## Фрагмент страницы
**********
Исповедь священниками своих духовных детей производилась обыкновенно в часовнях, а иногда и у себя на дому. Для записей исповедников заведены были в конторе особые книги. О количестве говевших в то время можно судить по такой книге за 1841 г.: Из четырех священников, у старшего, - Иоанна Матвеевича Ястребова значится исповедников обоего пола 922 человека, у Александра Ивановича Арсеньева 1440, у Петра Ермиловича Русанова 331,у Иоанна Максимова 335, а всего 3028 человек. Но нужно принять во внимание то обстоятельство, что огромное большинство прихожан не записывалось в эти "метрические" книги, по исконной боязни и подозрению старообрядцев ко всякой "записке", как делу греховному, установленному не церковью, а гражданской властью. Что это так, видно из сличения названной исповедной книги с именным списком жителей кладбища, из которых лишь несколько десятков записаны бывшими на исповеди.

 

Причащали запасными дарами после часов, в часовнях. Обыкновенно четверо священников с потирами в руках выходили из алтаря в фелонях и становились двое по клиросам и двое у северных и южных дверей алтаря, и причащали каждый своих духовных детей.

 

Крещение младенцев производилось обязательно в часовнях. О числе крещений можно судить из того, что в Рождественской часовне находилось 46 купелей.

 

Покойников отпевали обыкновенно в Никольской часовне. В ней же исполнялись и "заочные" погребения.

 

Сначала вследствие "скудости священства", а потом и совершенного его прекращения в провинции, старообрядцы стали хоронить покойников, отпев над гробом только панихиду, а потом уже по почте или с кем-либо лично посылали на Рогожское кладбище просьбу тому или другому священнику отпеть "заочное" погребение.
**********
## Что требуется
1. Перескажите короче, в виде списка, абзац фрагмента страницы, начинающийся словами «Исповедь священниками своих духовных детей». Сохраните его главные факты.
2. Допишите фрагмент страницы о церковных обрядах на Рогожском кладбище, продолжив его после последнего предложения.
Данные здесь не используются.

## Данные
**********
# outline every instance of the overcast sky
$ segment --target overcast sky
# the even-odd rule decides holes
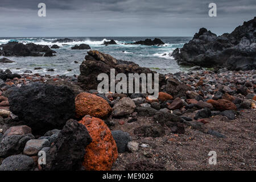
[[[0,36],[192,36],[203,27],[220,35],[255,12],[255,0],[0,0]]]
**********
## Выполненные задания
1.
- Исповедь обычно проходила в часовнях, иногда на дому у священников.
- Исповедников записывали в особые книги, заведённые в конторе.
- По книге за 1841 г. у четырёх священников исповедовались 3028 человек: у Иоанна Матвеевича Ястребова 922, у Александра Ивановича Арсеньева 1440, у Петра Ермиловича Русанова 331, у Иоанна Максимова 335.
- Огромное большинство прихожан в эти книги не записывалось. Старообрядцы издавна боялись всякой «записки» и считали её делом греховным, установленным гражданской властью, а не церковью.
- Это видно из сличения исповедной книги с именным списком жителей кладбища: бывшими на исповеди записаны лишь несколько десятков из них.

2.
В большие праздники, в царские дни и "викторные" (дни воспоминания побед) обязательно служились "молебны соборные", т.е. всеми без исключения священниками и клиром кладбища, зимою в Рождественской, а летом в Покровской часовне.

 

Крестные ходы 6 января, на Преполовение Пасхи и 1 августа на "Иордань", а также вокруг часовен в заутреню Страстной субботы и Пасхи и в некоторых других случаях совершались необычайно торжественно, конечно, пока было много священников т.е. до суровых времен казарменного режима Николая I. Путь устилаем был зеленым сукном и коврами. Впереди шли с хоругвями избранные носильщики, все в кафтанах старого покроя, за ними следовали такие же избранные прихожане с иконами, потом священники в дорогих ризах, и все это чинно, в строгом порядке. Зрелище, до глубины души умилявшее истого старообрядца!

 

Но при всем этом долг беспристрастия и исторической правды требует отметить, что на Рогожском кладбище бывали и упущения, и беспорядки, несообразные с правилами святых отец, вызывавшие сильный ропот и неудовольствие прихожан, и что "мзда заслепляла тамошних священников", принимавшихся от господствующей церкви, не всегда искренних, честных и благочестивых, чаще же с детства, с бурсацкой скамьи испорченных до мозга костей.

 

Чтобы не показаться голословным, привожу здесь несколько статей "Постановления о благочинии церковном" Рогожского собора 1823 г., которое было повешено в Рождественской часовне за подписью священников, дьяконов и попечителей: Павла Дунякова, Лариона Абрамова, Ивана Окорокова, Трифона Лубкова, Давыда Щекина, Федора Бокова, Николая Царского, причем священник Петр Ермилович Русанов к своей подписи добавил такие слова: "Обязуюсь исполнить по вышеписанному".

 

Вот что гласят некоторые статьи этого документа, ныне находящегося в архиве министерства внутренних дел:

 

Статья 2. Священники и служащие при них ни под каким видом не дерзали бы на паперти и в молитвенном храме требы перехватывать и тем нарушать благочиние церковное. Имеющий нужду сам может о том просить, когда должно.

 

Статья 3. Из соборных панихид, погребений, молебнов и треб, не окончивши одно, на другие не переходить, кроме смертного случая, так и диаконам к священникам без нужного случая во время служения не подходить и от одного к другому, не окончивши требу, не переходить.

 

Статья 5. Священники, без нужного случая, а паче в священных ризах, от службы Божией и требы, какой ни есть, не выходили бы вне молитвенного храма.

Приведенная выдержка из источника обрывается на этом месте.